** Start **
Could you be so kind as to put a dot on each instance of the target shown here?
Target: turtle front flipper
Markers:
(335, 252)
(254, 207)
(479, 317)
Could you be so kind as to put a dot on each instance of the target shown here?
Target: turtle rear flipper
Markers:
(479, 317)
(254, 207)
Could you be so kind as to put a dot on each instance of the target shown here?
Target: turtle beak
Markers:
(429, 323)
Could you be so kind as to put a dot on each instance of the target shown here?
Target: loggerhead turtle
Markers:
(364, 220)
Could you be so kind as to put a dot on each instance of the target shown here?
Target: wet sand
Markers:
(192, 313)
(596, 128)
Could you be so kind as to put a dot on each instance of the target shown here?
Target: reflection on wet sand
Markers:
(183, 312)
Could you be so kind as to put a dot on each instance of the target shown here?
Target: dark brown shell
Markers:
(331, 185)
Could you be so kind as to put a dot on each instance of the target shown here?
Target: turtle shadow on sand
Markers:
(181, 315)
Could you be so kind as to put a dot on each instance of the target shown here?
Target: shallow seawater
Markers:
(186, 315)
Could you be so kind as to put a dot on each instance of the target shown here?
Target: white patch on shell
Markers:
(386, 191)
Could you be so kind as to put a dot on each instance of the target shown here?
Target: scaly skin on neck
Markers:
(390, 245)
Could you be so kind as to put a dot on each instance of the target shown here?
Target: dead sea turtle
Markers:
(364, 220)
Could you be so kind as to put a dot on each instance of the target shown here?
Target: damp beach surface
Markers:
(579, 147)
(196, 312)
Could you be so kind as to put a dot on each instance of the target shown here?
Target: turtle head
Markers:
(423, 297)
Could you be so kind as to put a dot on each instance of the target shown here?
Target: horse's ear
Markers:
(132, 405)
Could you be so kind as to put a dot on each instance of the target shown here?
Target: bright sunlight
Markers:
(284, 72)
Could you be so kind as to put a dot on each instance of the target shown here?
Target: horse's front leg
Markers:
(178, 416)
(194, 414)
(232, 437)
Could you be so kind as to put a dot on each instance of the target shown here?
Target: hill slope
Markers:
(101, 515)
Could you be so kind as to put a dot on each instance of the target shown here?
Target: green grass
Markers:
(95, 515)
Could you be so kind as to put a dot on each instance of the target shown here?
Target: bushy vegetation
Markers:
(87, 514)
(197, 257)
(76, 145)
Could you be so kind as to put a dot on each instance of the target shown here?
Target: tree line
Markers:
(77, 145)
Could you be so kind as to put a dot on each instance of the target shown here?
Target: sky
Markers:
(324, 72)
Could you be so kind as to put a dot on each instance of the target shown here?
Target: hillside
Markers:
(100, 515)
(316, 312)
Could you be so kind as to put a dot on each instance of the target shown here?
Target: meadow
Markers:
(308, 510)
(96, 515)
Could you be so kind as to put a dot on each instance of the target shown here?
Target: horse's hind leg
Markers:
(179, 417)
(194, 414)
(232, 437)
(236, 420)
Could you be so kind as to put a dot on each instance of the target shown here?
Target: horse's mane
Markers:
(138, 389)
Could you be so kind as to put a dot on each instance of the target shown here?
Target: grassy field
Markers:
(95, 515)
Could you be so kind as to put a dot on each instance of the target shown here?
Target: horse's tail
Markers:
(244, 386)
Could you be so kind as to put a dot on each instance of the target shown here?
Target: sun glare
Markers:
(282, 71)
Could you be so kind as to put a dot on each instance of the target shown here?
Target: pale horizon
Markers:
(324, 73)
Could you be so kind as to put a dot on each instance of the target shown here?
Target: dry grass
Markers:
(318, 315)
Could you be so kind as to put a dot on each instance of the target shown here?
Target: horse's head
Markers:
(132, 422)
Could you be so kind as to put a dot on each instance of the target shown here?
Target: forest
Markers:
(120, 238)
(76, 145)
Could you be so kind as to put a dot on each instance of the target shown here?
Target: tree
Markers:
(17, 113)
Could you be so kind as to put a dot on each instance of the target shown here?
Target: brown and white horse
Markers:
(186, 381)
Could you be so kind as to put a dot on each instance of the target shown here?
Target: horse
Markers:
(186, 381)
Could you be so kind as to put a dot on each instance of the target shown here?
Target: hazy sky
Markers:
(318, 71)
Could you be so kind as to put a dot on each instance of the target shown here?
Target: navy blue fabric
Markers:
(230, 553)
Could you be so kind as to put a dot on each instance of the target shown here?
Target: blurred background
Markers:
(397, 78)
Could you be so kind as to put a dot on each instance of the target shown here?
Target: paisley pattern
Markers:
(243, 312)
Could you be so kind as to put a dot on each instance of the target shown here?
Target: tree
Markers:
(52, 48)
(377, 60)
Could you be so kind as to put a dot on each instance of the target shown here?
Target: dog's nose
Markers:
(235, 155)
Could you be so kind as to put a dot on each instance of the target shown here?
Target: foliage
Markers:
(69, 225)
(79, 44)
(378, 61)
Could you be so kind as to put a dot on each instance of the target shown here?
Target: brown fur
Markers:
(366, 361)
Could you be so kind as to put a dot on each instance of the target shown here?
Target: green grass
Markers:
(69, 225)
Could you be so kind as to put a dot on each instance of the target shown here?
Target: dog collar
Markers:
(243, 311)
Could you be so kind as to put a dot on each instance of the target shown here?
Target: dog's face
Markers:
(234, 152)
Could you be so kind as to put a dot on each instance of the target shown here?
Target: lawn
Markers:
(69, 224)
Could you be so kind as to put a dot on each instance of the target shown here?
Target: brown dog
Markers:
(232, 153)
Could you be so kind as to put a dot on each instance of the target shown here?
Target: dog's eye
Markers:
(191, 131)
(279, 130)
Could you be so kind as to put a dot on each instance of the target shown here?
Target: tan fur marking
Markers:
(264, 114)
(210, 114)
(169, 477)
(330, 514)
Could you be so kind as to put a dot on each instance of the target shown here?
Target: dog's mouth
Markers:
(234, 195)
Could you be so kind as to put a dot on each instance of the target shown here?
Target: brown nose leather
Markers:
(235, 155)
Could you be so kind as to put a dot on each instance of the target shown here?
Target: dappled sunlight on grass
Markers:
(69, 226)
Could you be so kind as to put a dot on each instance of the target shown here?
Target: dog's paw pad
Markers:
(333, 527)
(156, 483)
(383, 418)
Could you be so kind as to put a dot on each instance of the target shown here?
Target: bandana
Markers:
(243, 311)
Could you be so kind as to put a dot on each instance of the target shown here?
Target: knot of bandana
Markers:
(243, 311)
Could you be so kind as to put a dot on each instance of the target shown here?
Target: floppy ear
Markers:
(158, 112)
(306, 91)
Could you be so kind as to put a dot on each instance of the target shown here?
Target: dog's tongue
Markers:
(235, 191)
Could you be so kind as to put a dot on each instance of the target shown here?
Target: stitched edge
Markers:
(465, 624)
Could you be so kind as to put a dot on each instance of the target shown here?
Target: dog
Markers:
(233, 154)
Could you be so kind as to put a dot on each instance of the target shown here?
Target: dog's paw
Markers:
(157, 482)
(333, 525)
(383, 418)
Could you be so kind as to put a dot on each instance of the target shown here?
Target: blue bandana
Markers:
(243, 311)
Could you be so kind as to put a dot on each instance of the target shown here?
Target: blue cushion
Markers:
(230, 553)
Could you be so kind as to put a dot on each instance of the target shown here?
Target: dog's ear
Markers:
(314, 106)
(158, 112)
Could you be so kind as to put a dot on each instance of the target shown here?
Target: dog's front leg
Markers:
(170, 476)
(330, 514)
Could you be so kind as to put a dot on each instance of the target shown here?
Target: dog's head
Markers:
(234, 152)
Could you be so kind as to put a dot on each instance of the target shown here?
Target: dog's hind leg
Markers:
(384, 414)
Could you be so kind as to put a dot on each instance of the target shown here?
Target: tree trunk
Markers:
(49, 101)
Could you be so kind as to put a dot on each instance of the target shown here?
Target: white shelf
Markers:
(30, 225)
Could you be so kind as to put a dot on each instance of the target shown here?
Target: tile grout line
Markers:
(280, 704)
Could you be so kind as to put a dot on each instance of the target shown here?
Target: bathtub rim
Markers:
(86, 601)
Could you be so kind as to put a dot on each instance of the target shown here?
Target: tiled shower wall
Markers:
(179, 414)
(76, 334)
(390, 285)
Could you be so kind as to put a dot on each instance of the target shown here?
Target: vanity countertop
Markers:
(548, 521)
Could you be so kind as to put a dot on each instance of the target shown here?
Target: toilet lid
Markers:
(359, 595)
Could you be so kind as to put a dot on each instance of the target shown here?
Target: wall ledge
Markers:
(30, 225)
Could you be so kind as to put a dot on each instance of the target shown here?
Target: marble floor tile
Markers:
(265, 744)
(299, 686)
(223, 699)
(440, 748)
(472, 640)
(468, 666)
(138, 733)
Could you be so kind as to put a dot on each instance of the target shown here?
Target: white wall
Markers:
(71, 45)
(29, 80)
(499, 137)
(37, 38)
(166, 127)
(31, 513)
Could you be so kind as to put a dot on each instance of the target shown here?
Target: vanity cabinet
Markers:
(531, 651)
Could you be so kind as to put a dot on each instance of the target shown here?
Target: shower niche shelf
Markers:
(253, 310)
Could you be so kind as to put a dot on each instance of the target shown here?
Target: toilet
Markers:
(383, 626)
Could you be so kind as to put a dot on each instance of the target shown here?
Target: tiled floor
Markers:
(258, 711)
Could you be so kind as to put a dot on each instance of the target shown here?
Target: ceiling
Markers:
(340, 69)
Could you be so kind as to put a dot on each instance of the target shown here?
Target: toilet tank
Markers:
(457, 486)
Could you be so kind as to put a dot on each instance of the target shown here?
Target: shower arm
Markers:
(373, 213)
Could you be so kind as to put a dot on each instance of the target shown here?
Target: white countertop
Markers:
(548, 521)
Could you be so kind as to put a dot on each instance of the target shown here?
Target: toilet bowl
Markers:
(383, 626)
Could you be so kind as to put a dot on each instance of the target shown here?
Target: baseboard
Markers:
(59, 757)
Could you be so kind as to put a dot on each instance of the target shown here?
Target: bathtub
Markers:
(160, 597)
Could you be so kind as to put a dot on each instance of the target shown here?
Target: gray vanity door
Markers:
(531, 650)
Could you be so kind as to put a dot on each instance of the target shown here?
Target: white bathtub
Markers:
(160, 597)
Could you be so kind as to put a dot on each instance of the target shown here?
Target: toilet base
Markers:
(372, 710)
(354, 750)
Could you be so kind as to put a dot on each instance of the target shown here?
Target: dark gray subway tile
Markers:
** End **
**What this task involves**
Pull out every line of the records that contains the string "countertop", copying each one in full.

**Correct result**
Target: vanity countertop
Target: white countertop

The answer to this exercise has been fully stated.